*EXERCISE GOAL*
Copy the rows below word for word, leaving out the pictures.

[Data records]
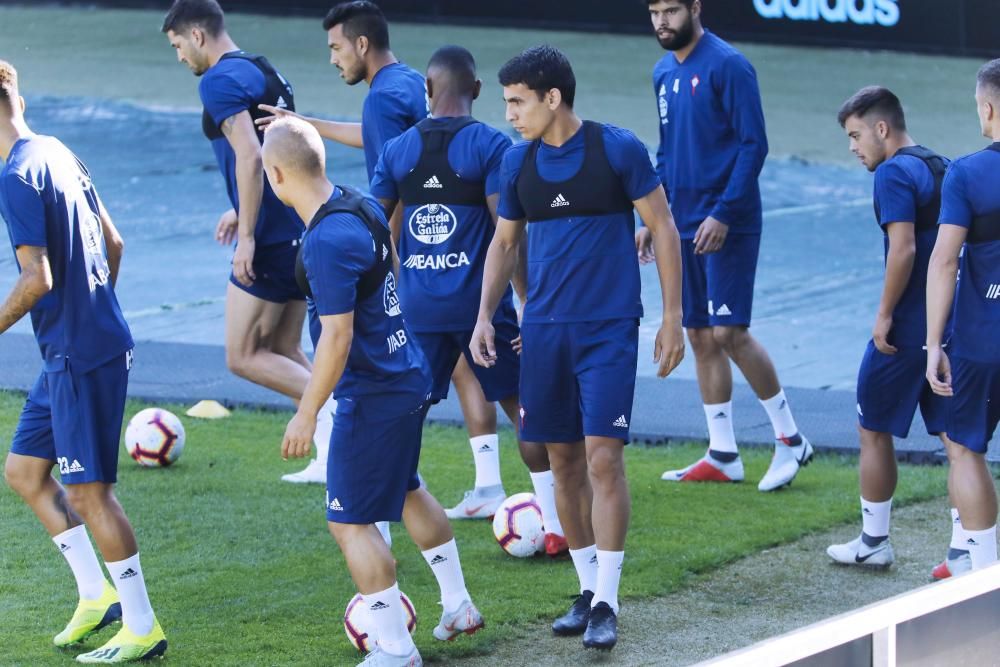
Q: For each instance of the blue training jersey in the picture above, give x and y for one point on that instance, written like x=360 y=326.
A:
x=384 y=358
x=232 y=85
x=970 y=198
x=443 y=247
x=581 y=268
x=48 y=200
x=712 y=137
x=396 y=101
x=904 y=184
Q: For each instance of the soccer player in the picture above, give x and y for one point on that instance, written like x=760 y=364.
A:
x=970 y=370
x=365 y=353
x=573 y=184
x=358 y=37
x=712 y=148
x=68 y=253
x=446 y=172
x=891 y=382
x=264 y=308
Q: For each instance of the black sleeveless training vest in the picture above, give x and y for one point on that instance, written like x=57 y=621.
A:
x=433 y=181
x=985 y=228
x=928 y=214
x=594 y=190
x=277 y=93
x=353 y=202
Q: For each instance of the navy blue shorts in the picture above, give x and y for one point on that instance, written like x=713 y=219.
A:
x=578 y=379
x=718 y=288
x=374 y=452
x=974 y=410
x=891 y=387
x=75 y=420
x=274 y=266
x=442 y=349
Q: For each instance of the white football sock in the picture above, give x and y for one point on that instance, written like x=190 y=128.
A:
x=486 y=455
x=324 y=430
x=875 y=517
x=721 y=437
x=127 y=577
x=957 y=532
x=780 y=414
x=585 y=562
x=982 y=546
x=387 y=621
x=609 y=573
x=545 y=494
x=79 y=553
x=447 y=569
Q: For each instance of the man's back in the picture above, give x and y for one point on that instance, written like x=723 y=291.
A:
x=48 y=200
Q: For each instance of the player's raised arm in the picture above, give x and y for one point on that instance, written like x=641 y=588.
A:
x=668 y=350
x=242 y=136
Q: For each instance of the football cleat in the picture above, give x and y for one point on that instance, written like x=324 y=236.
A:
x=574 y=622
x=788 y=459
x=602 y=628
x=556 y=545
x=465 y=619
x=90 y=616
x=379 y=658
x=952 y=567
x=478 y=505
x=707 y=469
x=856 y=552
x=126 y=646
x=314 y=473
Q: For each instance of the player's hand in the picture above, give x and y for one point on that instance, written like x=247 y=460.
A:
x=880 y=334
x=483 y=345
x=644 y=245
x=710 y=236
x=297 y=442
x=939 y=371
x=225 y=230
x=243 y=261
x=668 y=350
x=275 y=112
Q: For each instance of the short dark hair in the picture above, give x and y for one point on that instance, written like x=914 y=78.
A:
x=186 y=14
x=8 y=85
x=541 y=68
x=459 y=63
x=989 y=76
x=360 y=19
x=876 y=100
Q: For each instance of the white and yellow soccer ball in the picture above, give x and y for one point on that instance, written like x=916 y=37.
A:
x=518 y=527
x=358 y=628
x=154 y=438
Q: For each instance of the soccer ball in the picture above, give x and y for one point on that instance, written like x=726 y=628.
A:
x=154 y=438
x=356 y=621
x=518 y=527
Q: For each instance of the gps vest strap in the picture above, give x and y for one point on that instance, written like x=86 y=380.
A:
x=353 y=202
x=277 y=93
x=433 y=180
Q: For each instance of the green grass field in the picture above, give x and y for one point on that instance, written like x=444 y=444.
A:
x=242 y=571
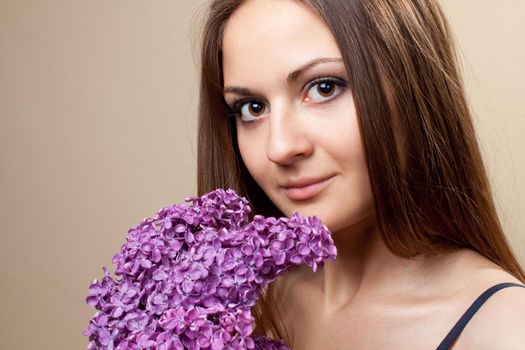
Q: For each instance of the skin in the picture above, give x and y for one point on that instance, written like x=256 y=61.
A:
x=297 y=132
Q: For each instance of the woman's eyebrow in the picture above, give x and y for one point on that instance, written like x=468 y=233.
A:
x=308 y=65
x=292 y=77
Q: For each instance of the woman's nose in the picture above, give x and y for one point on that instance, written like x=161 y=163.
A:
x=288 y=139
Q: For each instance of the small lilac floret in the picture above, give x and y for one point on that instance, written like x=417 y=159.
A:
x=188 y=277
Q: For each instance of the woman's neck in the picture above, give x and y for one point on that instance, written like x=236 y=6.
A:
x=365 y=267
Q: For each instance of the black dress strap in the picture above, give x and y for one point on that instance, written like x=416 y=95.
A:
x=460 y=325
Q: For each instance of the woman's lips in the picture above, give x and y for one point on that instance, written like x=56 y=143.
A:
x=305 y=189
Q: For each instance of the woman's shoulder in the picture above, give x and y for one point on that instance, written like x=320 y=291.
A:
x=499 y=322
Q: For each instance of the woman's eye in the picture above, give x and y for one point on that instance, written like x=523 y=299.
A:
x=251 y=110
x=324 y=90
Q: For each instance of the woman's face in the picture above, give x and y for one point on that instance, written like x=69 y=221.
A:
x=297 y=129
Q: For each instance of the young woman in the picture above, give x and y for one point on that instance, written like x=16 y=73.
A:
x=354 y=111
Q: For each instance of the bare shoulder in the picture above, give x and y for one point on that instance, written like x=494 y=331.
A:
x=500 y=321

*RESULT FOR THIS EXERCISE*
Q: For each instance of the blue training jersey in the picture above, give x and y for one point on that instance, written like x=360 y=326.
A:
x=384 y=358
x=232 y=85
x=970 y=198
x=443 y=247
x=581 y=268
x=48 y=200
x=712 y=137
x=396 y=101
x=904 y=184
Q: For each instance of the soccer player in the picture above, give x and y for one point on that instance, written like x=760 y=364.
A:
x=970 y=370
x=365 y=353
x=573 y=184
x=358 y=37
x=712 y=148
x=68 y=253
x=446 y=172
x=891 y=382
x=264 y=308
Q: For each instance of the black sleeveless training vest in the picture above, give x and y for one point on that instance, written like x=57 y=621.
A:
x=433 y=181
x=985 y=228
x=928 y=214
x=594 y=190
x=277 y=93
x=353 y=202
Q: For each instance of the navy blue shorts in the picture above, give x and y for one point on that instance, written like x=713 y=219.
A:
x=578 y=379
x=718 y=288
x=374 y=452
x=974 y=410
x=891 y=387
x=75 y=420
x=274 y=266
x=442 y=349
Q: For each instance of the white football sock in the picture above, give x and y for one point on that instance, written like x=190 y=128.
A:
x=486 y=455
x=324 y=430
x=875 y=517
x=721 y=437
x=127 y=577
x=957 y=532
x=780 y=414
x=585 y=562
x=982 y=546
x=387 y=621
x=609 y=573
x=545 y=494
x=79 y=553
x=447 y=569
Q: For each instance of the man's back in the picture above, give x and y for one point on that instance, written like x=723 y=291.
A:
x=48 y=200
Q: For each instance of the player's raised arm in the picture above, give x and y for one point on that instance, written like x=641 y=588.
A:
x=668 y=350
x=242 y=136
Q: For each instance of the football cleat in the picture above, give x and y for one point on that instance, written like x=324 y=236.
A:
x=574 y=622
x=788 y=459
x=602 y=628
x=556 y=545
x=465 y=619
x=90 y=616
x=379 y=658
x=952 y=567
x=478 y=505
x=707 y=469
x=856 y=552
x=126 y=646
x=314 y=473
Q: For each instance of the player's hand in the picture above, give x and y for one point on that instance, written like x=247 y=460.
A:
x=880 y=334
x=483 y=345
x=644 y=245
x=710 y=236
x=297 y=442
x=939 y=371
x=225 y=230
x=243 y=261
x=668 y=350
x=275 y=112
Q: For each instance of the short dark hair in the picture above, give x and y for one point on that instance, written like x=914 y=78.
A:
x=186 y=14
x=8 y=85
x=541 y=68
x=459 y=63
x=989 y=76
x=360 y=19
x=876 y=100
Q: For each instance of the white and yellow soccer ball in the picture above, give x and y for one point on that instance, written like x=916 y=37.
A:
x=518 y=527
x=358 y=628
x=154 y=438
Q: For each instance of the soccer ball in the picture above, give x and y for one point on that instance, written like x=726 y=628.
A:
x=154 y=438
x=356 y=621
x=518 y=527
Q: For each instance of the gps vest strap in the picture above, give x and y for one point on that instance, written like x=86 y=380.
A:
x=353 y=202
x=277 y=93
x=433 y=180
Q: For each instance of the green grass field in the picture above, give x and y for one point on that instance, written like x=444 y=444.
A:
x=242 y=571
Q: For each instance of the skin in the picture above, give x and y for one point on that instance, written like x=256 y=61.
A:
x=297 y=132
Q: For each instance of the woman's eyebrow in the picture above, give x and y for one point on that instance, written like x=468 y=233.
A:
x=308 y=65
x=292 y=77
Q: For each instance of the woman's nose in the picture above, give x and y for one point on that instance, written like x=161 y=163.
A:
x=288 y=139
Q: For each instance of the small lilac floret in the picture above, give x and y for one point on that instance, written like x=417 y=159.
A:
x=188 y=277
Q: For each instance of the woman's neck in the picture above, give x and y for one point on that instance, written like x=236 y=6.
A:
x=365 y=267
Q: For each instance of the black dress strap in the picture above, give x and y for one point on that instance, written like x=416 y=95.
A:
x=460 y=325
Q: For each instance of the woman's lips in the picture above, give x and y for one point on that instance, written like x=56 y=143.
A:
x=305 y=189
Q: For each instance of the woman's shoulder in the picture above, give x and y for one point on that instance, written like x=320 y=291.
A:
x=499 y=322
Q: For each instance of the woman's eye in the picture above, give x and y for one point on that instance, written like x=523 y=299.
A:
x=251 y=110
x=324 y=90
Q: For each instance of the woman's face in the picture above, give x and y for one point on that instance, written like x=69 y=221.
A:
x=297 y=129
Q: For each instance of the young woman in the picture above, give x and y for one point on that instance, written like x=16 y=73.
A:
x=354 y=111
Q: For each instance of the bare shoulder in the picture above, give x and y for one point on that instance, written like x=494 y=331.
A:
x=500 y=321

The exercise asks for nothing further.